- Exercise directions:
Extract every line of the entries below that contains the word "front", copying each one unchanged.

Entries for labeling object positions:
++++++++++++++++++++
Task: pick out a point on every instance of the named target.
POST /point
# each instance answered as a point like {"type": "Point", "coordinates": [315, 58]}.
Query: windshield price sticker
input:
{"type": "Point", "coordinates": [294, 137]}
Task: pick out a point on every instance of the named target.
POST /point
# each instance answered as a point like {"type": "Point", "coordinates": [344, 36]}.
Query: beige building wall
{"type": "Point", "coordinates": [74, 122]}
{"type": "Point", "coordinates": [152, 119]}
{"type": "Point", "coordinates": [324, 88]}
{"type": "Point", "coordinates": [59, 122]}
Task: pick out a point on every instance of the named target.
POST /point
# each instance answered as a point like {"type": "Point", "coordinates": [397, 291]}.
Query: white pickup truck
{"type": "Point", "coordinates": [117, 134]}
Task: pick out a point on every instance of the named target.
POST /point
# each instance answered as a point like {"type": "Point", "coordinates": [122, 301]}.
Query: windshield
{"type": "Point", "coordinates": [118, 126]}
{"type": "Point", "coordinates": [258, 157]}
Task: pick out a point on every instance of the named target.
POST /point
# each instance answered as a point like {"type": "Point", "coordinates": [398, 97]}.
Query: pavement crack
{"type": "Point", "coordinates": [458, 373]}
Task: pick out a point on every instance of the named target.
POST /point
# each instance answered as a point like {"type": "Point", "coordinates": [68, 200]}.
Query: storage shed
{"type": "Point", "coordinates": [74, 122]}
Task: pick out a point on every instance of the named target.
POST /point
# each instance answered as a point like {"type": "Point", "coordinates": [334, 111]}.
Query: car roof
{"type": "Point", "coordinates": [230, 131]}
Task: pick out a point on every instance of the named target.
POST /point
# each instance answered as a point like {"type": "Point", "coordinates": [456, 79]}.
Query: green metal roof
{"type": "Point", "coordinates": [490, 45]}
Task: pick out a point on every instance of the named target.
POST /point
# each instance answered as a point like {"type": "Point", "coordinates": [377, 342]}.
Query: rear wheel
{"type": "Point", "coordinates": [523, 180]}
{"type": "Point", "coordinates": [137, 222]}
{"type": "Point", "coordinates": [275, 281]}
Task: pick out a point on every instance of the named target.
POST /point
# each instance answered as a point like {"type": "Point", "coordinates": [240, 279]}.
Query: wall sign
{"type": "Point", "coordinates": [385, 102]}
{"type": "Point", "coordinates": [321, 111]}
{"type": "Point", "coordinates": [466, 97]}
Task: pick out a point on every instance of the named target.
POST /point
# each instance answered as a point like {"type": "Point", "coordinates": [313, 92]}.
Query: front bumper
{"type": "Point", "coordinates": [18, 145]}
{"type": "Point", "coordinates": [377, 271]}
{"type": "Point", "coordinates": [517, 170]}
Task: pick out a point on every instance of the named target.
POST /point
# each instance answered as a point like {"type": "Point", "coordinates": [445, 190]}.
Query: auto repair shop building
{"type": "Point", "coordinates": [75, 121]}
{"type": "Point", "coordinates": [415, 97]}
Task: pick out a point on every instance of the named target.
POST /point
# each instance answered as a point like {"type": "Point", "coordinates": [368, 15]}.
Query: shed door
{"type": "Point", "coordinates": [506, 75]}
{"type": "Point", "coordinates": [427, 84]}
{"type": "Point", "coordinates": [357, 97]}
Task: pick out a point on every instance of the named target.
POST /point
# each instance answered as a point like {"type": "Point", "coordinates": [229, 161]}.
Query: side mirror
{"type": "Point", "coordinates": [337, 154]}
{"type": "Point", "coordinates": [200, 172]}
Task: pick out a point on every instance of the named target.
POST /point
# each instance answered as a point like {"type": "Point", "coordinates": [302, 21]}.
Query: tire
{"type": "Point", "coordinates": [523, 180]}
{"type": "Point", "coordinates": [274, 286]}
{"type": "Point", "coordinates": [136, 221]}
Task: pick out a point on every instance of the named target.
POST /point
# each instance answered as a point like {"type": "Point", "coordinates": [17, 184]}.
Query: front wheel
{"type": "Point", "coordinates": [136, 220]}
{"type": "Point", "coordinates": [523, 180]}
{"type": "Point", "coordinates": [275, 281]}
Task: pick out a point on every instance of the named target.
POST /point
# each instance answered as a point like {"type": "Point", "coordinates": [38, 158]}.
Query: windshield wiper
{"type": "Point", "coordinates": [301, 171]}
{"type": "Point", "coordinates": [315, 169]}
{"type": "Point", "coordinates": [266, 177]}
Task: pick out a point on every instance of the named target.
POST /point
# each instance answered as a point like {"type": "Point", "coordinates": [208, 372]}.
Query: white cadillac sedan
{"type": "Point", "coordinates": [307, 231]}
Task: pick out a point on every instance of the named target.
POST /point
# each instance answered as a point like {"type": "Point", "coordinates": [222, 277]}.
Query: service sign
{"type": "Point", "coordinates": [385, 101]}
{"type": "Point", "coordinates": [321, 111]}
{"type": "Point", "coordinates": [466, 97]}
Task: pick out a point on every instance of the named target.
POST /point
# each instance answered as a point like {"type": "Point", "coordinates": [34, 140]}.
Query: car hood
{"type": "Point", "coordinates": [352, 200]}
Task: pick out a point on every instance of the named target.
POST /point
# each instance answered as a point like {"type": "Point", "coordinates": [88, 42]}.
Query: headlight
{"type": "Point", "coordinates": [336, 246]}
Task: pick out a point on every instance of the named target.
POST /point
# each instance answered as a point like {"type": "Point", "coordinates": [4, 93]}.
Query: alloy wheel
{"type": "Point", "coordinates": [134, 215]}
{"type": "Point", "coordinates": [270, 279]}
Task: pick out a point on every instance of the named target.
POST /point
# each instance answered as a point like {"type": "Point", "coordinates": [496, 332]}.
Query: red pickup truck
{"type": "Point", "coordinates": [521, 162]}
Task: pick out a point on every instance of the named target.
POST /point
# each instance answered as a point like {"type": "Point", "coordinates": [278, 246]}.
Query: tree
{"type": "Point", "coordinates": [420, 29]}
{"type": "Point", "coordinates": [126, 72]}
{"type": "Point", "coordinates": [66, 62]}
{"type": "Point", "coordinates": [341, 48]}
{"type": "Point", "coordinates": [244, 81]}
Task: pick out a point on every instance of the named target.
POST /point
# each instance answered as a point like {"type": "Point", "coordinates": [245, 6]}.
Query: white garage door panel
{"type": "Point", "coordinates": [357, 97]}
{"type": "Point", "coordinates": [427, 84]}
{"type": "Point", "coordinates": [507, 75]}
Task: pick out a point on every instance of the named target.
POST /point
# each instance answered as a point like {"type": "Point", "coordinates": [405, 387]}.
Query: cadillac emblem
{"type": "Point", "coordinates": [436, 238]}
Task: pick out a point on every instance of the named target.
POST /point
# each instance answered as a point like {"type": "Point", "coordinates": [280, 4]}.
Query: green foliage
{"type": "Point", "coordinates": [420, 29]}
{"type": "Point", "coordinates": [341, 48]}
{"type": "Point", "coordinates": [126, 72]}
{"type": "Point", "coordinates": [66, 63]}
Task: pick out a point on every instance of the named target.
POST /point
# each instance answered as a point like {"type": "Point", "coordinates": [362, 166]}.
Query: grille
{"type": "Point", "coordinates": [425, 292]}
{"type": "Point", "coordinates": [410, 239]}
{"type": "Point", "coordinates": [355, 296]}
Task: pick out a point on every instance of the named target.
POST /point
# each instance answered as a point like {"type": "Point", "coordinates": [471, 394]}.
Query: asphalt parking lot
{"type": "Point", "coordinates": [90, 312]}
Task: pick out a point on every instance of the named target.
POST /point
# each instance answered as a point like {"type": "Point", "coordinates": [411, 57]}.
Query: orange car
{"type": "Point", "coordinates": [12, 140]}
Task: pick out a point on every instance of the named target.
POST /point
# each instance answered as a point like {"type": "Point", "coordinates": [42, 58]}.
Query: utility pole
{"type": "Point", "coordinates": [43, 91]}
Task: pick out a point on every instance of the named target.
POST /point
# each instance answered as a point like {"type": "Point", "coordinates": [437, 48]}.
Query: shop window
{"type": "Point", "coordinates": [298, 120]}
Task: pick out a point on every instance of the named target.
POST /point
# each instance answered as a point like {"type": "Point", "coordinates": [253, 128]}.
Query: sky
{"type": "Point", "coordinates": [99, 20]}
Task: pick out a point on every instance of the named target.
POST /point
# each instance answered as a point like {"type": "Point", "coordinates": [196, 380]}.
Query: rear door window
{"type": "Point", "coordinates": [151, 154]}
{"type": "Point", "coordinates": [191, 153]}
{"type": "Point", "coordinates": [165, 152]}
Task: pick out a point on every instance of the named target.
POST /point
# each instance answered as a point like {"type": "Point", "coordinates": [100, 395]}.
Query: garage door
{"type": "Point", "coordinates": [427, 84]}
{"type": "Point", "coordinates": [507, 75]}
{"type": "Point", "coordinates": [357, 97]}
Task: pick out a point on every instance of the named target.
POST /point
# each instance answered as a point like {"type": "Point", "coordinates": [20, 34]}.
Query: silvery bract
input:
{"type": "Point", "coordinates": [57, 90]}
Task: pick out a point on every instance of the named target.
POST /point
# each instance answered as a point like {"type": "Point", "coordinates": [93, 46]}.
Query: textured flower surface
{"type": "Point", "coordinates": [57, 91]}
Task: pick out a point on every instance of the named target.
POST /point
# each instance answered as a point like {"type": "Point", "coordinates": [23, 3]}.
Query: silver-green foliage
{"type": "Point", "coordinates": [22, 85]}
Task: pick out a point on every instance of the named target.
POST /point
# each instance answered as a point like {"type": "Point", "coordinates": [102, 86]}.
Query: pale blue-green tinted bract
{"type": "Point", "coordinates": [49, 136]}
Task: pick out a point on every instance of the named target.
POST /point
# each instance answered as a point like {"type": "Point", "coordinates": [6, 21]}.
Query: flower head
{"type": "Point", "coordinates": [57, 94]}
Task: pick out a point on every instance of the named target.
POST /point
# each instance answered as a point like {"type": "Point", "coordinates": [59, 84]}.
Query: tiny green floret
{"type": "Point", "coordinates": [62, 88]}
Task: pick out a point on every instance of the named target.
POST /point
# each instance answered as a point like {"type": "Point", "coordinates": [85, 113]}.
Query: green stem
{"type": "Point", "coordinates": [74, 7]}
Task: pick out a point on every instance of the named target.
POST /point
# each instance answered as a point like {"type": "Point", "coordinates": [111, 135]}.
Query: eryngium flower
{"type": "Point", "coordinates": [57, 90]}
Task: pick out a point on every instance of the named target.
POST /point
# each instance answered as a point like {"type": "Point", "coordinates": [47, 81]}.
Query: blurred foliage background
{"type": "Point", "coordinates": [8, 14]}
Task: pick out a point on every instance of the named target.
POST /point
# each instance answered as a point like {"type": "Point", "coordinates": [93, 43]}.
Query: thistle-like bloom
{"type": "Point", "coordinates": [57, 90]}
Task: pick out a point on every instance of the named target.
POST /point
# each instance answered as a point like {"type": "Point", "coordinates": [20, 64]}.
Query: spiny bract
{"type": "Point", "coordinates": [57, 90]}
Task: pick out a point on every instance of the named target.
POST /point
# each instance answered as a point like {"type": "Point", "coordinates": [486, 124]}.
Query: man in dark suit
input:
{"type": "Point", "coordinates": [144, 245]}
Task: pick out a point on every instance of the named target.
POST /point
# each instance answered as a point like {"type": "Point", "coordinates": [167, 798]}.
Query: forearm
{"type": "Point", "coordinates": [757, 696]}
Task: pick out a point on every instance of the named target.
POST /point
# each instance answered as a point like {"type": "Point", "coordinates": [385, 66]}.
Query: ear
++++++++++++++++++++
- Reply to the task:
Query: front bumper
Query: front wheel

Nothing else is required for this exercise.